### Task instructions
What is needed here is an exact copy of every record below.

Stored data entries:
──────────
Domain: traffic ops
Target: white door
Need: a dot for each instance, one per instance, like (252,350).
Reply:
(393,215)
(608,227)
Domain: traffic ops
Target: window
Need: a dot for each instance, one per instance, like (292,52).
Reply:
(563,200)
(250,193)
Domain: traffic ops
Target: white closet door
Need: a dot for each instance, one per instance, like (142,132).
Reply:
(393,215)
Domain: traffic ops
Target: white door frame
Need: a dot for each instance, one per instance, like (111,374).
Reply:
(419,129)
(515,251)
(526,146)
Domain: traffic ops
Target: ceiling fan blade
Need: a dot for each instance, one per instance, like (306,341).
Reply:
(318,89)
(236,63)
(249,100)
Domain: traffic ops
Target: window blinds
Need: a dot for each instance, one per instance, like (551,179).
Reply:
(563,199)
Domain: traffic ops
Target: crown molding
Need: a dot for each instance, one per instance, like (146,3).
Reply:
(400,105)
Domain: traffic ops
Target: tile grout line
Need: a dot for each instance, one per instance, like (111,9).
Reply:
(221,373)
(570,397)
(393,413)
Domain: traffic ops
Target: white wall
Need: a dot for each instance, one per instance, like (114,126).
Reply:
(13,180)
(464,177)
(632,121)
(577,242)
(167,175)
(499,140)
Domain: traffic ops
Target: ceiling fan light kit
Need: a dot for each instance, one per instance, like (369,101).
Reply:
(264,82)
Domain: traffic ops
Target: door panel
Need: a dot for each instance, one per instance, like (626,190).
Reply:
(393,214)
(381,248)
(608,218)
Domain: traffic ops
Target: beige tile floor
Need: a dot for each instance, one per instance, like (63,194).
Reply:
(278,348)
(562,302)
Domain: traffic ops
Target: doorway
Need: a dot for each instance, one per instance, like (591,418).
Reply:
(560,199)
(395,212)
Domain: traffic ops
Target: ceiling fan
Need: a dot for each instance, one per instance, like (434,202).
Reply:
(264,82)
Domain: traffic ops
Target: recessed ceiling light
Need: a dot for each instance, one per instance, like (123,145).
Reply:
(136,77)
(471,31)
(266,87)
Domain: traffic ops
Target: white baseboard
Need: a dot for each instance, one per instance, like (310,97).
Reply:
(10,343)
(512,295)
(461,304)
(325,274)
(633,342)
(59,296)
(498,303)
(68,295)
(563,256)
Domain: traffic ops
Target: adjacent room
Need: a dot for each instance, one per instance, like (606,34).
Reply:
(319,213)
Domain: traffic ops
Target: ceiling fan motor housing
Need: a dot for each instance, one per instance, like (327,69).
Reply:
──────────
### Written solution
Domain: traffic ops
Target: white door
Need: a dot for each instance, one per instance, like (252,350).
Reply:
(393,215)
(608,227)
Domain: traffic ops
Target: window
Need: a dot for each instance, one per instance, like (292,52).
Reply:
(563,200)
(250,193)
Domain: traffic ops
Target: white closet door
Need: a dot for each instance, one per instance, like (142,132).
Reply:
(393,215)
Domain: traffic ops
Target: white door frame
Need: a dot for each instance, one per instance, like (111,374).
Reply:
(419,129)
(515,251)
(526,146)
Domain: traffic ops
Target: ceiling fan blade
Need: a dot for each instance, one per instance, like (306,341).
Reply:
(318,89)
(236,63)
(249,100)
Domain: traffic ops
Target: window blinds
Need: a dot for each instance, one per instance, like (551,179).
Reply:
(563,199)
Domain: traffic ops
Target: crown molding
Need: a dot for each instance, one per instance, like (146,3).
Reply:
(400,105)
Domain: traffic ops
Target: tile grout line
Need: a dot for each instance, one per instance, like (111,9).
Reply:
(221,373)
(570,397)
(393,413)
Domain: traffic ops
Target: white wall
Need: a dot for each instance, one per instance, like (114,126).
Reply:
(13,180)
(464,177)
(632,121)
(577,242)
(167,175)
(499,140)
Domain: traffic ops
Target: ceiling fan light kit
Need: a dot for each instance, one per instance, like (369,101).
Reply:
(264,82)
Domain: traffic ops
Target: door panel
Need: a dot for each instance, one per instance, like (626,190).
Reply:
(393,214)
(381,248)
(608,218)
Domain: traffic ops
Target: beige tile floor
Need: a dot for each instance, one per instance, like (63,194).
Reply:
(278,348)
(562,302)
Domain: traffic ops
Target: doorway
Need: a dot for each instance, one per instance, like (591,418).
Reply:
(560,199)
(395,212)
Domain: traffic ops
Target: ceiling fan
Need: a dot for each instance, one per instance, like (434,202).
Reply:
(264,82)
Domain: traffic ops
Target: recessed ceiling light
Need: a dot for each instance, one per instance, like (123,145).
Reply:
(136,77)
(471,31)
(266,87)
Domain: traffic ops
Target: white baseboard
Need: a dot for each instance, one per instance, like (310,97).
Reply:
(10,343)
(512,295)
(461,304)
(325,274)
(633,342)
(59,296)
(498,303)
(68,295)
(563,256)
Domain: traffic ops
Target: adjacent room
Need: a dot for each instance, one per instance, like (606,34).
Reply:
(319,213)
Domain: traffic ops
Target: ceiling fan motor housing
Need: a dot for each instance, one per instance, like (327,69).
Reply:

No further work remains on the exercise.